Document excerpt:
···

Most of the existing literature focuses on calculating the individual tree biomass of species in a single stand, and there is less research on this topic for complex stands. When acquiring individual tree parameters in complex stands, optical remote sensing can divide the stands but lacks three-dimensional (3D) data for individual trees. LIDAR can provide 3D data of individual trees but it cannot identify tree species [36,37,38]. Combining the data of multispectral forest division with LIDAR point cloud data allows identifying each tree species in a forest to obtain the parameters of individual tree biomass. Given these shortcomings, this study combines multispectral, UAV-LS, TLS, and other multi-source remote sensing data through the spectral identification of tree species: UAV-LS to obtain tree height and TLS to obtain DBH.

···

Data section:
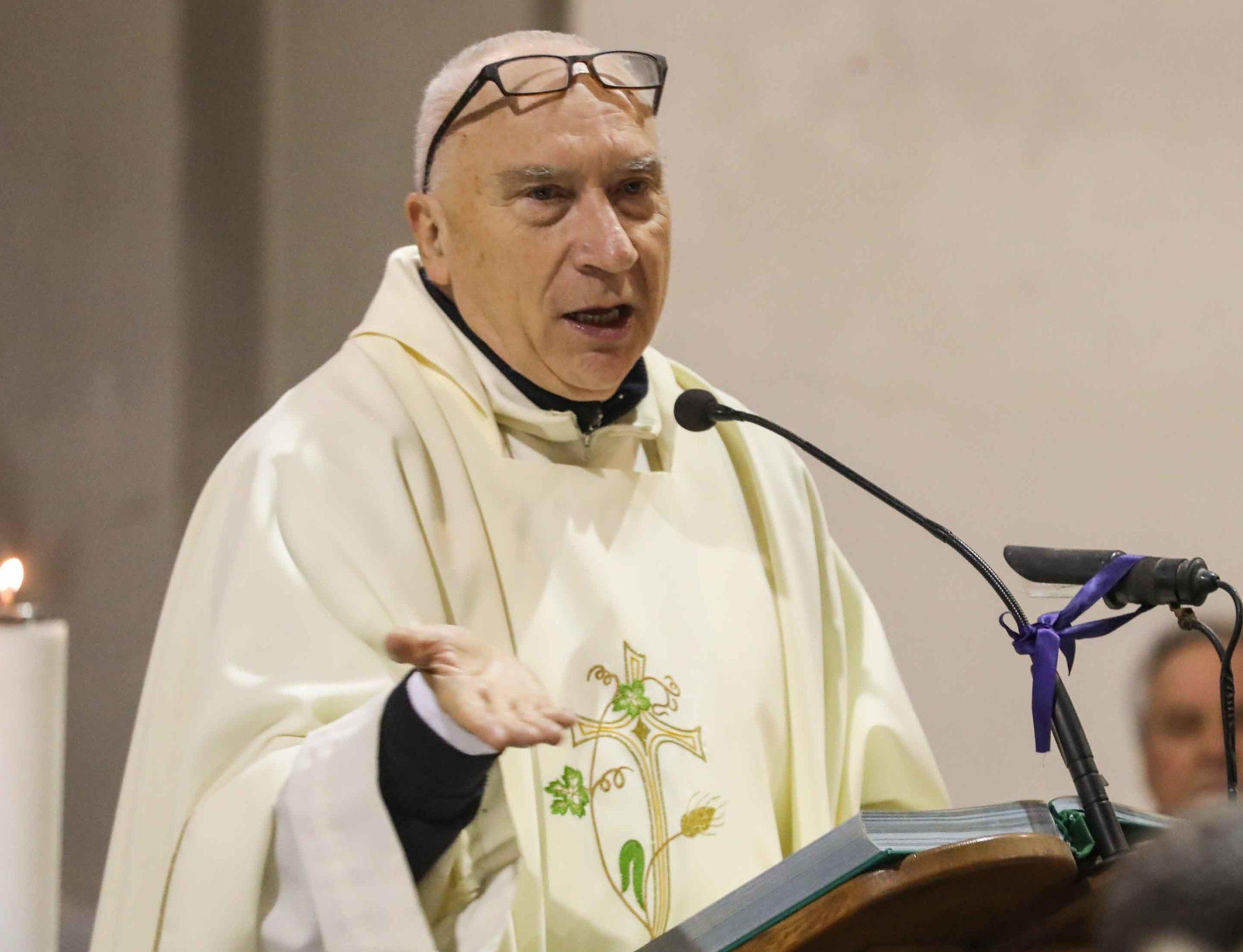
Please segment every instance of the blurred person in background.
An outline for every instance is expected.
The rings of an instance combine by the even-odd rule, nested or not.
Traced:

···

Written task:
List every reference number cited in the tree biomass excerpt. The lines above are a separate collection and are unrelated to the tree biomass excerpt.

Exercise answer:
36, 37, 38